### EXERCISE INSTRUCTIONS
Please print the full listing exactly.
[Start DATASET CONTENT]
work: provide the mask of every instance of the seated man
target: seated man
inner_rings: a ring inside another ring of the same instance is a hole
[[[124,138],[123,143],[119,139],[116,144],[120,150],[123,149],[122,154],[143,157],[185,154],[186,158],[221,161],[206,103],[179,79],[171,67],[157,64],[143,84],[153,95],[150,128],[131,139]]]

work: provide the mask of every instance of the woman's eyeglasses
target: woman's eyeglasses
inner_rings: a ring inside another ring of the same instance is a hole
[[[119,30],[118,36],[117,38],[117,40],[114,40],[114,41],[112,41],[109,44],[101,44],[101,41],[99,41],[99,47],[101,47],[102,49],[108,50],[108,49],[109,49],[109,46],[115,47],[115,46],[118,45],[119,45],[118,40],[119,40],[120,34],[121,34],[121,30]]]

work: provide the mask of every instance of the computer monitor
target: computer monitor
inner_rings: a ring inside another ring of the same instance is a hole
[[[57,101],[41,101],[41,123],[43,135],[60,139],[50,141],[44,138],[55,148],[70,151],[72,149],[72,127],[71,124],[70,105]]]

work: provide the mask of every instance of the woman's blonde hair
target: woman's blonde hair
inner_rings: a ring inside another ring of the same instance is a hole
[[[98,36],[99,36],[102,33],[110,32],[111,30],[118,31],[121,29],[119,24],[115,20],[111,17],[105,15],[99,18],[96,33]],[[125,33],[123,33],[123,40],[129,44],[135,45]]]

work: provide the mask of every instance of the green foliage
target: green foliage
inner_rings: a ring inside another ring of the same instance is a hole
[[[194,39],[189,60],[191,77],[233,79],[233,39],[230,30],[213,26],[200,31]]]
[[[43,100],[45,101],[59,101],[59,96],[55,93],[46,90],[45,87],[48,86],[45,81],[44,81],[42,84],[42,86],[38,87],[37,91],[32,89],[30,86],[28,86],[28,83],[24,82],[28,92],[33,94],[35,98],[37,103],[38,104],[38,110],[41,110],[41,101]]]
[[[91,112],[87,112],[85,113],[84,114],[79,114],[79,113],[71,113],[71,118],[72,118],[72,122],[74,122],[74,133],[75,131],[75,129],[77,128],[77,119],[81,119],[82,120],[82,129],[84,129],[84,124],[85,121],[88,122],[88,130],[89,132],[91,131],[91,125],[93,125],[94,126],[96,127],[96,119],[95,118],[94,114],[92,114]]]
[End DATASET CONTENT]
### SOLUTION TO THE PROBLEM
work: provide the mask of every instance of the seated man
target: seated man
inner_rings: a ring inside another ring of the same instance is a hole
[[[124,138],[123,143],[119,139],[116,144],[120,150],[123,149],[122,154],[143,157],[185,154],[186,158],[221,161],[206,103],[179,79],[171,67],[157,64],[143,84],[153,95],[150,128],[131,139]]]

work: provide the mask of every instance of the woman's eyeglasses
target: woman's eyeglasses
inner_rings: a ring inside another ring of the same instance is a hole
[[[119,30],[118,36],[117,38],[117,40],[114,40],[114,41],[112,41],[109,44],[101,44],[101,41],[99,41],[99,47],[101,47],[102,49],[108,50],[108,49],[109,49],[109,46],[115,47],[115,46],[118,45],[119,45],[118,40],[119,40],[120,34],[121,34],[121,30]]]

work: provide the mask of every instance of the computer monitor
target: computer monitor
inner_rings: a ring inside another ring of the same instance is a hole
[[[57,101],[41,101],[41,123],[43,135],[60,139],[50,141],[44,138],[55,148],[70,151],[72,149],[72,127],[71,124],[70,105]]]

work: provide the mask of every instance of the woman's blonde hair
target: woman's blonde hair
inner_rings: a ring inside another ring of the same instance is a hole
[[[98,36],[99,36],[102,33],[110,32],[111,30],[118,31],[121,29],[119,24],[115,20],[111,17],[105,15],[99,18],[96,33]],[[125,33],[123,33],[123,40],[129,44],[135,45]]]

work: provide the mask of every instance of the green foliage
target: green foliage
inner_rings: a ring inside another ring of the same instance is a hole
[[[194,39],[189,60],[191,77],[233,79],[233,39],[230,30],[213,26],[200,31]]]
[[[43,100],[45,101],[59,101],[59,96],[55,93],[46,90],[45,87],[48,86],[45,81],[44,81],[42,84],[42,86],[38,87],[37,91],[32,89],[30,86],[28,86],[28,83],[24,82],[28,92],[33,94],[35,98],[37,103],[38,104],[38,110],[41,110],[41,101]]]
[[[91,112],[87,112],[85,113],[84,114],[79,114],[79,113],[71,113],[71,118],[72,118],[72,122],[74,122],[74,133],[75,131],[75,129],[77,128],[77,119],[81,119],[82,120],[82,129],[84,129],[84,124],[85,121],[88,122],[88,130],[89,132],[91,131],[91,125],[93,125],[94,126],[96,127],[96,119],[95,118],[94,114],[92,114]]]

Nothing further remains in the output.